Speculators say the NY Times's Paterson scoop has to do with drugs, swinger parties or some combination of the two, but as scandals pile up, it seems like the news could have to do with 4,500 video slot machines planned for a racetrack in Queens. In a move that by some accounts "smacked of favoritism" Gov. Paterson awarded the project to a company that operates a shabby casino in Elko, Nevada. Now, sources say, Paterson is "paranoid" and lashing out at aids over the corrupt-looking gambling deal. According to one insider, "He sits gnashing his teeth, looking around for scapegoats among the people around him. He's lecturing them, launching into tirades, and he's demoralized the entire staff in the process."

The Queens "racino" project—that could bring in as much as $6 billion a year for the state—was awarded to Aqueduct Entertainment Group, a politically connected company that beat out more reputable competitors like MGM Mirage and Hard Rock Entertainment. A NY Post piece took a look at AEG's other casino, in a backwoods town that admittedly is "nothing like New York." "This is a casino that might have been in Vegas—in the 1970s," said one employee, who works at the Elko casino's Starbucks.

**Entries shown**.
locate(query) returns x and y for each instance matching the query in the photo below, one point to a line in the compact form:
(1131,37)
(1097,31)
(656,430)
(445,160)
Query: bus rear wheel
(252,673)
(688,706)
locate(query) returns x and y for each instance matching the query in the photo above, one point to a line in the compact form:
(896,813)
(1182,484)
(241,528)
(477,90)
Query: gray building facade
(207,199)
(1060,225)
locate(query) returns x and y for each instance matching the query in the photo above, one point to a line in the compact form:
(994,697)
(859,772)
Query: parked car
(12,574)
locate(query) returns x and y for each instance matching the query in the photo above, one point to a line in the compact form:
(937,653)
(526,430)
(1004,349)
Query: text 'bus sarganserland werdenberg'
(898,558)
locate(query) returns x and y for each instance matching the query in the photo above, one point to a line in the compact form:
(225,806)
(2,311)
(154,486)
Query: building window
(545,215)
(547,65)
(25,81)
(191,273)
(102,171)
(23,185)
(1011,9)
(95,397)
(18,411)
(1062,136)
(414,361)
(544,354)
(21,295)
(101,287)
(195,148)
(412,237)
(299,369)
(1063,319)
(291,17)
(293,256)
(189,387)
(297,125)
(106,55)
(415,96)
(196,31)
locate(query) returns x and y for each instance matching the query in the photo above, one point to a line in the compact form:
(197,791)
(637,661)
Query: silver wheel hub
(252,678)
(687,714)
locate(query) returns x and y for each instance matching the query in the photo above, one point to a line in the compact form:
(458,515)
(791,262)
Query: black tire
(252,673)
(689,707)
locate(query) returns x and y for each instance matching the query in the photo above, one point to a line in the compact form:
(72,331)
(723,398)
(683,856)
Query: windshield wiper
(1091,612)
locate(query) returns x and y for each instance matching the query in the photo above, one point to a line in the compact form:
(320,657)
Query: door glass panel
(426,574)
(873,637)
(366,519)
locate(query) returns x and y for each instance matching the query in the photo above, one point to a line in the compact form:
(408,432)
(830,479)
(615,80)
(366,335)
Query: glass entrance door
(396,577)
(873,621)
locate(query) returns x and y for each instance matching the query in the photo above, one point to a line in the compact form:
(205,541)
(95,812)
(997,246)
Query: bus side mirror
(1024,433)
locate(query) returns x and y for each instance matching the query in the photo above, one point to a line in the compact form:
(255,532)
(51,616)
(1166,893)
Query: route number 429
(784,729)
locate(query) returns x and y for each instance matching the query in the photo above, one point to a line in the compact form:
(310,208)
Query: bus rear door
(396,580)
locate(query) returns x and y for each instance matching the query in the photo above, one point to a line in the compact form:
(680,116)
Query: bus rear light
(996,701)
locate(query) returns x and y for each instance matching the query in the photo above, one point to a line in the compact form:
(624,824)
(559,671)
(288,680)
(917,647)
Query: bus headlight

**Exercise set**.
a. In the article on the Queens racino deal, which company won the project?
b. Carry on the article about the Queens racino deal, beginning after its last sentence.
The records are not relevant to this work.

**Exercise results**.
a. Aqueduct Entertainment Group.

b.
Still, some people have nice things to say about AEG, for instance influential former congressman Rev. Floyd Flake who owns shares in the company. According to the Daily News, Flake "insisted the company beat out other bidders to win the racino deal fair and square—and he touted the project as a godsend that will bring much-needed jobs to the community." Many see Gov. Paterson's choice of AEG as a blatant attempt to win Flake's support in the upcoming gubernatorial race.

More drama arrived today when one of AEG's top officials resigned suddenly. The selection of the company was contingent on background checks of its employees, and it turned out that Darryl Greene, head of Darman Group, was convicted in 1999 of defrauding city agencies. The Post says he owed nearly a million in state taxes, and his wife owed $19,681 in personal income taxes.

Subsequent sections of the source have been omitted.